> Instruction
Reproduce every entry exactly as shown.

> Exercise input

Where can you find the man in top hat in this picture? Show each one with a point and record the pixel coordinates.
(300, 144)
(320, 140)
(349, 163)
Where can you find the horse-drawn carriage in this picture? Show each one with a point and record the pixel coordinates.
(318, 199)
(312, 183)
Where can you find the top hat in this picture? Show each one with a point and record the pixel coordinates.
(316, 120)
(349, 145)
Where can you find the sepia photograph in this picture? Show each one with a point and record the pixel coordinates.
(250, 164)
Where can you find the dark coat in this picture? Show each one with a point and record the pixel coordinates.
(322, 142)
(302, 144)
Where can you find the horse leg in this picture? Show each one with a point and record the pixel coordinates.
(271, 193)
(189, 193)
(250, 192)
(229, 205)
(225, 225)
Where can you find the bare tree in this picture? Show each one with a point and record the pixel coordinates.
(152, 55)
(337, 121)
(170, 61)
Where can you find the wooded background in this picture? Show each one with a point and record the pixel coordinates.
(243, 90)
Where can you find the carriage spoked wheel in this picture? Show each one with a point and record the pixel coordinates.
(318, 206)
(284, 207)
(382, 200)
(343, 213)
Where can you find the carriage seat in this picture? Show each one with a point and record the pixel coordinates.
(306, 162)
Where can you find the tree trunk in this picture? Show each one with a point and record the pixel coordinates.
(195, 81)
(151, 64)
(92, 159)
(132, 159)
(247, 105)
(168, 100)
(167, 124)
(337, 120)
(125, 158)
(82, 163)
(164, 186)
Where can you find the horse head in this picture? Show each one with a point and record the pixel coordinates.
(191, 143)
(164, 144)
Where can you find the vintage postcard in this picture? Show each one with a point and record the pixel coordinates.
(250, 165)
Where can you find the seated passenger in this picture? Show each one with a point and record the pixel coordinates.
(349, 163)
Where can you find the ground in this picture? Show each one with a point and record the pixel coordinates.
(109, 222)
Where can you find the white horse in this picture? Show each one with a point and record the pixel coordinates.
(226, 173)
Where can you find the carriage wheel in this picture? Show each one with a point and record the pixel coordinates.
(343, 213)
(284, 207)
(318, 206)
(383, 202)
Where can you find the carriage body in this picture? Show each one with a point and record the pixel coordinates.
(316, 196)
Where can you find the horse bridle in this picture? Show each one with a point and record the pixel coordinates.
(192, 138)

> Written solution
Where can you find the man in top hat in this picture? Show each one with a point and record the pixel coordinates.
(300, 144)
(320, 140)
(349, 163)
Where can you find the horse-drawn carriage in this picture? Show each one with a point and record the pixel coordinates.
(318, 199)
(312, 183)
Where can you find the top hat in this picture? Show each one with a point and record the pixel coordinates.
(316, 120)
(349, 145)
Where can you find the sepia photograph in this picture? Show each one with a point and record the pixel coordinates.
(250, 164)
Where can you find the dark coat in this picture? Show each one with a point and record the pixel coordinates.
(322, 142)
(302, 144)
Where can you find the horse leg in this picture? Show each one with a point and record the pixel coordinates.
(271, 193)
(189, 193)
(250, 192)
(229, 205)
(225, 225)
Where can you find the bare tree in this picture? Show each one with a point and record the pixel coordinates.
(152, 55)
(337, 121)
(170, 61)
Where can you find the wooded background in this picture? Show each one with a point and record the pixel coordinates.
(243, 90)
Where can you find the carriage spoked wheel in this picture? Show each one with a point and record the pixel coordinates.
(318, 206)
(284, 207)
(382, 200)
(343, 213)
Where can you find the carriage seat in this picture? Show each one with a point and record the pixel coordinates.
(306, 162)
Where can you find the tree trunk in this picture? Show each one with a point and record the pixel coordinates.
(195, 81)
(151, 64)
(92, 159)
(132, 159)
(247, 105)
(168, 100)
(167, 124)
(337, 120)
(125, 158)
(82, 163)
(164, 186)
Where can you find the horse head in this picture? Show each one with a point and record the pixel coordinates.
(191, 143)
(164, 144)
Where can you find the vintage postcard in this picture? Show each one with a point and record the pixel coordinates.
(250, 165)
Where can you find the seated passenger in this picture? Show each one with a point and record the pixel coordinates.
(349, 163)
Where can you find the ground in this picture? Show each one with a point and record the pixel coordinates.
(109, 222)
Where can you find the white horse in this picture? Show each one with a point and record the pixel coordinates.
(226, 173)
Where can you find the carriage wheel in this picture? Show each one with a point and record the pixel coordinates.
(343, 213)
(284, 207)
(318, 206)
(383, 202)
Where can you find the carriage body in this picture? Show each one with a point and record the pixel coordinates.
(316, 196)
Where can you find the horse bridle in this picture? Show each one with a point and record the pixel coordinates.
(192, 138)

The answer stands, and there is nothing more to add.